**TEXT EXCERPT:**
Image: Relatives mourn
Adam Hadei  /  AP
Family members identify bodies on Wednesday in Muqdadiyah, Iraq, after gunmen stormed a bus station northeast of Baghdad and killed Shiites.
updated 7/12/2006 3:58:46 PM ET 2006-07-12T19:58:46

Gunmen seized two dozen Shiites from a bus station after separating them from the crowd in a predominantly Sunni area Wednesday, killing them and dumping their bodies in a nearby village — the latest in a series of brazen attacks.

The prime minister appealed for unity and warned the nation’s future was at stake. “We all have the last chance to reconcile and agree among each other on avoiding conflict and blood. If we fail, God forbid, I don’t know what the fate of Iraq will be,” al-Maliki told parliament.

The gunmen arrived in several cars at the bus station in Muqdadiyah, about 60 miles northeast of Baghdad, about 6 a.m., forcing the captives into four vehicles they commandeered at the scene, officials said.

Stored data
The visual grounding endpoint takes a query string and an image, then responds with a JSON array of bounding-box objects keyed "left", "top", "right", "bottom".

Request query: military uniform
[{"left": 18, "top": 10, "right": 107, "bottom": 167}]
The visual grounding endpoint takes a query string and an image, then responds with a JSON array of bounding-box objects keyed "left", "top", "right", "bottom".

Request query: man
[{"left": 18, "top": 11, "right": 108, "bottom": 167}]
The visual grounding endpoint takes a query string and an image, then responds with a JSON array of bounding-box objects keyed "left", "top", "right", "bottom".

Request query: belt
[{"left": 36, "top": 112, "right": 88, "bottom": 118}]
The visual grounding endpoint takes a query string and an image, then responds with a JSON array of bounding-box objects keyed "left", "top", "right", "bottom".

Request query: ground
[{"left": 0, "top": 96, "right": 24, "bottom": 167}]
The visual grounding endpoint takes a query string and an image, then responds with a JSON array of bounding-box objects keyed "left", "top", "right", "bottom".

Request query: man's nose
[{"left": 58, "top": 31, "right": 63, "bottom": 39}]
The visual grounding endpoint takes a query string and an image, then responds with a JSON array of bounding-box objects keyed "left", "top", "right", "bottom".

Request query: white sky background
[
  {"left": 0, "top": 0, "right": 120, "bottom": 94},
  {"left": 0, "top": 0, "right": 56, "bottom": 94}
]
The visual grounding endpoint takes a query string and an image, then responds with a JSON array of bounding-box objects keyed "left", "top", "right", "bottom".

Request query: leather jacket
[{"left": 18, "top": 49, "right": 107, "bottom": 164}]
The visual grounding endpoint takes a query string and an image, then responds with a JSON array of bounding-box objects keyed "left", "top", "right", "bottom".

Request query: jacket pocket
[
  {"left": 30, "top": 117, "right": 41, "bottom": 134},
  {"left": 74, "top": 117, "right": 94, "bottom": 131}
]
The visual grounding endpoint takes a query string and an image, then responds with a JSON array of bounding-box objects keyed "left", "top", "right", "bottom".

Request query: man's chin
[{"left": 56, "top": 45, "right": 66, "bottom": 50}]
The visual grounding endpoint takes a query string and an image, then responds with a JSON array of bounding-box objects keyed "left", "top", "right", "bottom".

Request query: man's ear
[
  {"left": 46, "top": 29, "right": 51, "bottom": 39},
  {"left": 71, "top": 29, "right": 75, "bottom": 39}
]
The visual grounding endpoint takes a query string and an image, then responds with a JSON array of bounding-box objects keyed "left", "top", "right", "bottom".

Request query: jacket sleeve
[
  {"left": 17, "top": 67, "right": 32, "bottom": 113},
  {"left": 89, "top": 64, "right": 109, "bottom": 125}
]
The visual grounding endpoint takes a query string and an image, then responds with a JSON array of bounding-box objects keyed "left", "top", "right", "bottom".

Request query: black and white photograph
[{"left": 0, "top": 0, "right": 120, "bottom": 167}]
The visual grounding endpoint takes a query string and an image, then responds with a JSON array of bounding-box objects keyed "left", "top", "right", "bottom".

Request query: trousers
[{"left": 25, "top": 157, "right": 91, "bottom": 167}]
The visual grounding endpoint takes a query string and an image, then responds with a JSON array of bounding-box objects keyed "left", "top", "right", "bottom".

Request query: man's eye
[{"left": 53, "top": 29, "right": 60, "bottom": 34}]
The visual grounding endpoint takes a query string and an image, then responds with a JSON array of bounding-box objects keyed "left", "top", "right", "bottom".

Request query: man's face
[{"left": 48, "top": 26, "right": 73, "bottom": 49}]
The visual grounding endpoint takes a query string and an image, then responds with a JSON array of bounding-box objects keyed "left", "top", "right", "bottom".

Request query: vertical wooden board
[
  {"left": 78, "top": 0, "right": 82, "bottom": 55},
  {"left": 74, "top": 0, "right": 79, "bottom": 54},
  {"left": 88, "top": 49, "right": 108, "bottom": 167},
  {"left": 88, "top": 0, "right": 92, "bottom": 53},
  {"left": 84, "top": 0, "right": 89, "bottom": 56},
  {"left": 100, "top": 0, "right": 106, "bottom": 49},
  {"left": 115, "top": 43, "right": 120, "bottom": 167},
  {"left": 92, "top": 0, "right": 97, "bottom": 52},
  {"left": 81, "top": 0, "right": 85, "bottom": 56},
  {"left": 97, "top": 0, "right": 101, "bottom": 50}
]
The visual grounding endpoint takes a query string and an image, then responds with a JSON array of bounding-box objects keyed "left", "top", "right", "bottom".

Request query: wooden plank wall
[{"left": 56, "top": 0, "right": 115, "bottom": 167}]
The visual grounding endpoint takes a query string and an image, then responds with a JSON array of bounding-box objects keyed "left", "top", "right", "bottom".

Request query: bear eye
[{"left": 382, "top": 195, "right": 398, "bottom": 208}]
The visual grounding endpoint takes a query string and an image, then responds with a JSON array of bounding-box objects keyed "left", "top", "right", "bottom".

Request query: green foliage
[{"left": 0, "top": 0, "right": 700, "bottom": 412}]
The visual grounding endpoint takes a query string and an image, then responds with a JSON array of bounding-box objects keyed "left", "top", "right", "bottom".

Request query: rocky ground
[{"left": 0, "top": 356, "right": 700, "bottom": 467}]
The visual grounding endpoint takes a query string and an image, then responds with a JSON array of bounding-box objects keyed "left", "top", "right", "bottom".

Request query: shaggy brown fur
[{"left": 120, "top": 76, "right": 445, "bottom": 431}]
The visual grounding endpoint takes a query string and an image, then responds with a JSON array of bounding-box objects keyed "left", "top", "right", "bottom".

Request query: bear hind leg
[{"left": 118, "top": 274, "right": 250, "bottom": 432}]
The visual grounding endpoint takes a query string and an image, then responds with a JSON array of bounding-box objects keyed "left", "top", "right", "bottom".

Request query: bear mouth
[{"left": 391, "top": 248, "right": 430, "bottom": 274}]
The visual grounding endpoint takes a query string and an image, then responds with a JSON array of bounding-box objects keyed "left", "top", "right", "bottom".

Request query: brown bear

**WHAT YOU NEED TO DO:**
• A. Please write out the news report on the Muqdadiyah attack starting with "Image: Relatives mourn" and going on through "al-Maliki told parliament.", switching every "Shiites" to "Shia Muslims".
• B. Decide whether each statement agrees with the news report on the Muqdadiyah attack, answering yes or no and quoting the words from it that settle the matter: (i) The bus station lies about 60 miles northeast of Baghdad. (ii) The gunmen reached the bus station on foot. (iii) Al-Maliki made his appeal to parliament.
• C. Carry on writing the news report on the Muqdadiyah attack after its last sentence.
The entries above aren't needed for any of this.

**RESULTS BY TASK:**
• A.
Image: Relatives mourn
Adam Hadei  /  AP
Family members identify bodies on Wednesday in Muqdadiyah, Iraq, after gunmen stormed a bus station northeast of Baghdad and killed Shia Muslims.
updated 7/12/2006 3:58:46 PM ET 2006-07-12T19:58:46

Gunmen seized two dozen Shia Muslims from a bus station after separating them from the crowd in a predominantly Sunni area Wednesday, killing them and dumping their bodies in a nearby village — the latest in a series of brazen attacks.

The prime minister appealed for unity and warned the nation’s future was at stake. “We all have the last chance to reconcile and agree among each other on avoiding conflict and blood. If we fail, God forbid, I don’t know what the fate of Iraq will be,” al-Maliki told parliament.

• B.
(i) Yes: "about 60 miles northeast of Baghdad"
(ii) No: "The gunmen arrived in several cars at the bus station"
(iii) Yes: "al-Maliki told parliament"

• C.
The bloodied bodies of the victims, who were handcuffed, blindfolded and shot in the head, were found behind a pile of small rocks near the main street of Azham village, police said.

Some of the dead had their hands clasped. Relatives weeped over loved ones, with one man leaning over an open coffin and kissing the hand of a victim.

Maj. Gen. Ahmed al-Awad, commander of the Iraqi army’s 5th division, told state-run television the attackers separated Shiites from Sunnis, then took the Shiites to the nearby village of Ballour, an account supported by witnesses.

Troubled area
The rural area, which is just north of the site where al-Qaida in Iraq leader Abu Musab al-Zarqawi was killed, has a slight Sunni majority and is in a province where tensions between Shiites and Sunnis run high.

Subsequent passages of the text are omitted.